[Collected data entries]
┌────────
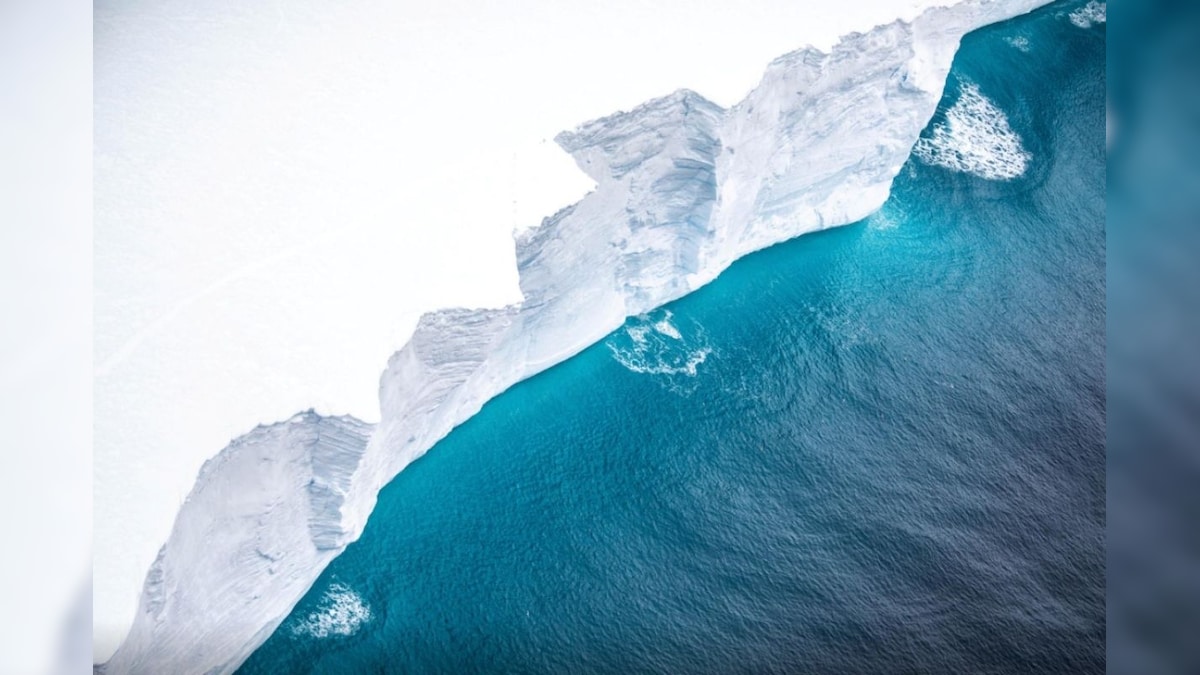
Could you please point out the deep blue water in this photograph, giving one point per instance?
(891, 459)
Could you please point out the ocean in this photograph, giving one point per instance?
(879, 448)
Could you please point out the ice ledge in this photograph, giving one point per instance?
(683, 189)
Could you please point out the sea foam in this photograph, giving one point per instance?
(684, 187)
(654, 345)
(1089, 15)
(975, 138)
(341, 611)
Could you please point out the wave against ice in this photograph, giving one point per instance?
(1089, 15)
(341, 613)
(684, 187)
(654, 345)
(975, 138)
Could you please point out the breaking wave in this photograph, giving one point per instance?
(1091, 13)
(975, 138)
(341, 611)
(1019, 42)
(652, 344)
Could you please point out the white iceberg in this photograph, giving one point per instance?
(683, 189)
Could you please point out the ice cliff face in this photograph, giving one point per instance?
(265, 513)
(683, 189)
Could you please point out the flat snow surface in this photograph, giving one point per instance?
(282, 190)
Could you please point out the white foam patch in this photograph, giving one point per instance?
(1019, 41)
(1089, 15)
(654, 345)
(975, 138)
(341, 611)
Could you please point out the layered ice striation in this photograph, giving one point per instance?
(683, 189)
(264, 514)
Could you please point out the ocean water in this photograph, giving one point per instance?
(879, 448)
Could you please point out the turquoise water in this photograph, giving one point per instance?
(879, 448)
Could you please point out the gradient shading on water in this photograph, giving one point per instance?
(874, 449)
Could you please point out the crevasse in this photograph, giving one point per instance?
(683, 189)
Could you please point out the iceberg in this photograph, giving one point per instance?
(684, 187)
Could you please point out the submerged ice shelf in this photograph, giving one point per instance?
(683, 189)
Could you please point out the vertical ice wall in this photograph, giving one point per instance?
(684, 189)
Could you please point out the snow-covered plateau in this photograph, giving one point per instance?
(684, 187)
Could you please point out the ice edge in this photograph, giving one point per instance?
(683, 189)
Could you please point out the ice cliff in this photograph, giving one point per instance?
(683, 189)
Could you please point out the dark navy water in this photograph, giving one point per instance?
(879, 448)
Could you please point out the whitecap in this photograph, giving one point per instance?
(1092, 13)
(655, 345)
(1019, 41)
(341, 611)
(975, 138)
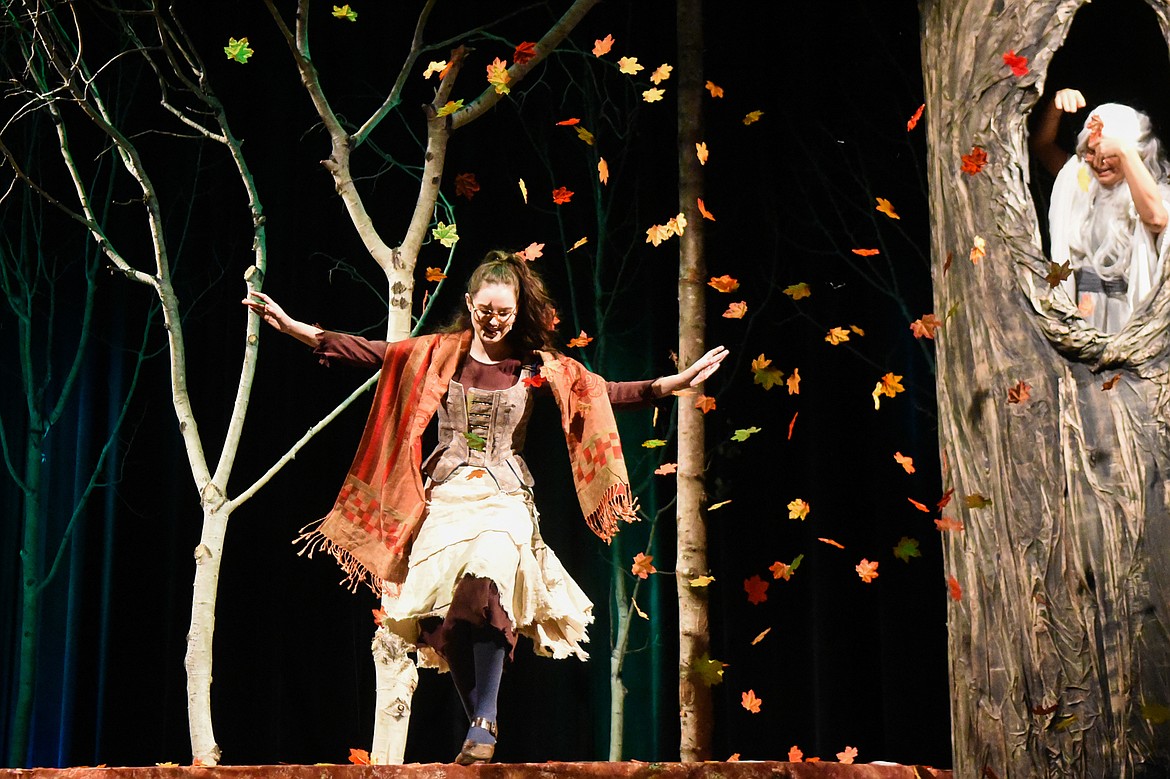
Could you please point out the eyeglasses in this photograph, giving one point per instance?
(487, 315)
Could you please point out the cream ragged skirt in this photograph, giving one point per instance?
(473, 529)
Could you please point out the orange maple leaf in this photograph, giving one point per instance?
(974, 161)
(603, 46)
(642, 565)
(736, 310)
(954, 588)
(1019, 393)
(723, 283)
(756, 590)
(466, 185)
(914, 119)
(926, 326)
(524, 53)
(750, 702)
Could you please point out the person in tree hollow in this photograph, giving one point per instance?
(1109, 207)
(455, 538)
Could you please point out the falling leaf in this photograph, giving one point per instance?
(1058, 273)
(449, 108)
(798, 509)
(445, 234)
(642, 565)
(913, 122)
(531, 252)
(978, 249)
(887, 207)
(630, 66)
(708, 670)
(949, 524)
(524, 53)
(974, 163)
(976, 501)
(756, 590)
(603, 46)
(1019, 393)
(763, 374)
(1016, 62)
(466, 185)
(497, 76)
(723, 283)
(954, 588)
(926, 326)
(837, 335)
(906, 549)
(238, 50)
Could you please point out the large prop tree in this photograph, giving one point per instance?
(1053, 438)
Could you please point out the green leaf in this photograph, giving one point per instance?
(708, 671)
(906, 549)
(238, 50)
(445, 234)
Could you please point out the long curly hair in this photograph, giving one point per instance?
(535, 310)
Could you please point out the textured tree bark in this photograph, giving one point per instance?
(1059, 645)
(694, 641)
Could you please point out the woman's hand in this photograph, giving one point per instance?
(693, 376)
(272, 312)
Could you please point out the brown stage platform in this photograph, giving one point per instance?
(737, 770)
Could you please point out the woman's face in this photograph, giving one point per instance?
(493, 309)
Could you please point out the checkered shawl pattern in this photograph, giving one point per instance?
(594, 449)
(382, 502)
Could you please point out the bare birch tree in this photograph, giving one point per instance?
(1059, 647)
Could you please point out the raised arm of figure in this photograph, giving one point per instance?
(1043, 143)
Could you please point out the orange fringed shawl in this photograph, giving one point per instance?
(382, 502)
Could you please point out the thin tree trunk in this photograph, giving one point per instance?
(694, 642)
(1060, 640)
└────────
TO DO:
Set down, exactly and only, the lines running from the one holding "Could you please point out the raised" through the end of the records above, both ends included.

EXERCISE ANSWER:
Could you please point out the raised arm of figure in this photograph, giving one point per instance?
(1043, 143)
Could you please point out the orange fringed shawl in this photograph, giving one point per instance?
(382, 502)
Could you please point out the thin tree trunk in this photograph, giving one point per instance?
(694, 642)
(1060, 640)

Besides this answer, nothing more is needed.